## START RECORD SET

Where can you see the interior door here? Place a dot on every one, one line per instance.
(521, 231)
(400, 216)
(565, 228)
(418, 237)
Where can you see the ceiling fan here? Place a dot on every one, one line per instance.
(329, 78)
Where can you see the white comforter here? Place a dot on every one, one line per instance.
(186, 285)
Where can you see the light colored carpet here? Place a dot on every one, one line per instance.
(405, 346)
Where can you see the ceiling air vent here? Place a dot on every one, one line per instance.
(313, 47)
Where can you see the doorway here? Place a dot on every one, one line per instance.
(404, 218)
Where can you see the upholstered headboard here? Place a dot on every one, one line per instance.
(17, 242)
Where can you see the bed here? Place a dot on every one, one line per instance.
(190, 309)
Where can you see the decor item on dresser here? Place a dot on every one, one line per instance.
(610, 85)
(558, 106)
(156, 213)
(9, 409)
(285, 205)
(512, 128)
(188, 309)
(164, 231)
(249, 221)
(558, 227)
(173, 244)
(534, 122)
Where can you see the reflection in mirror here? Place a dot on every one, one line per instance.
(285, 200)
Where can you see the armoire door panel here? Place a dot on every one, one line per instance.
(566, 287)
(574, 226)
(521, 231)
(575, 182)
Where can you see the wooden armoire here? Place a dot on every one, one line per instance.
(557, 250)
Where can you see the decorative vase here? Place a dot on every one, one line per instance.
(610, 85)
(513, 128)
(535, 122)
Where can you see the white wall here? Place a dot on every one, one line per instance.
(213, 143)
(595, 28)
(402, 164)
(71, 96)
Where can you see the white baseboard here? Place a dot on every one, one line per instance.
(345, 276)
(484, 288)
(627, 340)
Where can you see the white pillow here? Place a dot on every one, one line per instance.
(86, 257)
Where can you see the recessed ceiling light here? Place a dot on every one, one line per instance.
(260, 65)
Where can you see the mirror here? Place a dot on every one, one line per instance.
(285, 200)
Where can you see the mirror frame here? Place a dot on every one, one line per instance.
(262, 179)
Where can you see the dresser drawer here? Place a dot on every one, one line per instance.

## END RECORD SET

• [WHAT THIS TASK INVOLVES]
Convert every line above into a Markdown table with two columns, Index and Line. Number the rows from 1 and omit blank lines.

• [ANSWER TO THE TASK]
| Index | Line |
|---|---|
| 1 | Where can you see the interior door here? Place a dot on every one, one line per instance. |
| 2 | (521, 231) |
| 3 | (400, 216) |
| 4 | (565, 228) |
| 5 | (418, 237) |
| 6 | Where can you see the ceiling fan here? Place a dot on every one, one line per instance. |
| 7 | (329, 78) |
| 8 | Where can you see the white comforter here? Place a dot on every one, one line per instance. |
| 9 | (186, 285) |
| 10 | Where can you see the light colored carpet here? Place a dot on every one, one line per instance. |
| 11 | (405, 346) |
| 12 | Where can you see the ceiling air vent here? Place a dot on every one, one line per instance. |
| 13 | (313, 47) |
| 14 | Where can you see the doorway here? Place a dot on every one, one line per instance. |
| 15 | (404, 218) |
| 16 | Where can you see the upholstered headboard here? Place a dot on every one, one line per instance. |
| 17 | (17, 242) |
| 18 | Where can you see the bed here? Place a dot on every one, one line per instance. |
| 19 | (190, 309) |
| 20 | Where can you see the decor item on dresser here? Place a dot on every one, one line per instance. |
| 21 | (610, 85) |
| 22 | (558, 106) |
| 23 | (156, 213) |
| 24 | (9, 409) |
| 25 | (285, 205) |
| 26 | (512, 128) |
| 27 | (188, 309) |
| 28 | (164, 231) |
| 29 | (249, 221) |
| 30 | (558, 227) |
| 31 | (173, 244) |
| 32 | (534, 122) |
| 33 | Where can you see the reflection in mirror here? Place a dot on every one, one line per instance. |
| 34 | (285, 200) |
| 35 | Where can you see the armoire door panel here? Place a dot on every one, one line per instance. |
| 36 | (566, 287) |
| 37 | (574, 226) |
| 38 | (521, 231) |
| 39 | (575, 182) |
| 40 | Where can you see the wooden armoire here? Place a dot on every one, one line per instance. |
| 41 | (557, 250) |
| 42 | Where can you see the decorative vase here? Place a dot on every one, one line per instance. |
| 43 | (610, 85) |
| 44 | (513, 128) |
| 45 | (535, 122) |
| 46 | Where can you see the white wall here? Place a dot on every one, one line per instance. |
| 47 | (213, 143) |
| 48 | (595, 28) |
| 49 | (402, 164) |
| 50 | (71, 96) |
| 51 | Where can you see the white baseboard here? Place a dot on every one, one line per instance. |
| 52 | (345, 276) |
| 53 | (484, 288) |
| 54 | (627, 340) |
| 55 | Where can you see the white pillow here? Place a dot on every one, one line per instance. |
| 56 | (86, 257) |
| 57 | Where can you see the recessed ceiling light here? Place a dot on every one, one line per instance. |
| 58 | (260, 65) |
| 59 | Where can you see the mirror here? Place a dot on every one, one line per instance. |
| 60 | (285, 200) |
| 61 | Where can you see the mirror frame here? Place a dot on every one, one line per instance. |
| 62 | (262, 179) |
| 63 | Where can you see the dresser drawer here? Place a dot on every one, one line per instance. |